■ Set problem
Pick up the article below on the Texas Supreme Court's workers' comp ruling and keep writing it from its last sentence.

■ Text section

Two longstanding precedents–including landmark workers’ comp case–’should be overruled’
There’s times for almost any attorney who enjoys litigation when the best feeling in the world is to win a big court case for a deserving client.
Sometimes, though, the best thing a lawyer can do for a client is to negotiate a good, solid settlement and keep the case out of court. It’s sad to say, but sometimes the merits of a case may not “matter” as much as political sway–take the ruling by the US Supreme Court calling a corporation a person, thereby opening the floodgate to campaign finance as a gluttonous abandon never envisioned by the Founding Fathers.
Supreme Court overturns 20 years of ‘established law’
According to a Texas consumer activist group, such a ruling was recently handed down by the Texas Supreme Court:
In a major opinion today, the Texas Supreme Court overturned more than 20 years of established law to protect workers’ comp insurance providers from claims by injured workers. In the opinion, Texas Mutual Insurance Co. v. Timothy J. Ruttiger, the Court ruled that injured workers who have been subjected to bad faith claims handling by their workers’ comp insurance provider are not protected by the Texas Insurance Code’s provisions against “unfair settlement practices.”
“Once again, the Texas Supreme Court is upending established law, ignoring the legislature’s clear intent, and overturning its own precedents to shield big insurance companies from responsibility to hard working Texans,” said Alex Winslow, executive director of the citizen advocacy group Texas Watch. “Today’s decision allows insurance companies to purposely deny, delay, or underpay legitimate claims without fear of penalty or public accountability.”
Workers in Texas already face significant obstacles to accountability following a workplace injury. Workers are already forced into a broken and inadequate comp system that severely limits their legal rights and oftentimes does not provide adequate benefits. The Court’s decision today further restricts the ability of workers to be fully and promptly compensated for their injury.
Carrier calls Rutigger decision a win for employers
According to an Aug. 26 press release from Texas Mutual:
The Court reversed the Houston Court of Appeals and rendered judgment that Mr. Ruttiger take nothing on his Insurance Code and Texas Deceptive Trade Practices Act claims.
Justice Phil Johnson wrote in strong terms that a bad faith cause of action is inconsistent with the current workers’ compensation system.
“[If the plaintiff were to prevail, the precedent would build] additional costs into the system by increasing litigation expense to employees, insurers and employers,” Justice Johnson wrote. “The way the dispute was resolved after Ruttiger initiated the dispute resolution process is the way the Act is designed to function.”

■ Raw records
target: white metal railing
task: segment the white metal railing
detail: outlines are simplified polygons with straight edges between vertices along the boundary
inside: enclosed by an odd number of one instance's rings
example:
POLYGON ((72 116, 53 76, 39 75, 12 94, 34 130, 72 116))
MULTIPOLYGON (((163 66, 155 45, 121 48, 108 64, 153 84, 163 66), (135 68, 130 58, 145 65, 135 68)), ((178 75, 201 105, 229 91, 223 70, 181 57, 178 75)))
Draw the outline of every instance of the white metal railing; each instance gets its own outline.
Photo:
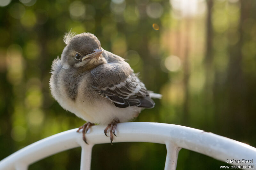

■ Exercise result
The company’s position is further spelled out:
“The Texas Supreme Court has today given careful consideration to the many speedy remedies and protections that the Legislature has granted to injured workers,” Mary Barrow Nichols, General Counsel and Senior Vice President for Texas Mutual, said. “It found that permitting an injured worker to additionally recover with a lawsuit of this kind is inconsistent with these remedies and protections. This decision is a significant victory for Texas employers.”
Majority cites Legislature’s position in reform
A summary of the case at jdsupra.com sheds some light on what it terms a “ground-breaking decision.” First, pointing to one of the cases cited as basis to uphold the lower court’s finding (Aranda v. Ins. Co. of North America, 748 S.W.2d 210 [Tex. 1988]), the Supreme Court “majority would have overruled Aranda in section 5 of the opinion. Stating that “The [Workers Compensation] Act effectively eliminates the need for a judicially imposed cause of action outside the administrative processes and other remedies in the Act. Recognizing and respecting the Legislature’s prime position in enacting, studying, analyzing, and reforming the system, and its efforts in having done that, I conclude that Aranda should be overruled.” Aranda created a cause of action for breach of the duty of good faith and fair dealing between insurers and policyholders. Aranda itself was a workers compensation decision, and the cause of action has since expanded to other insurance policies in Texas.”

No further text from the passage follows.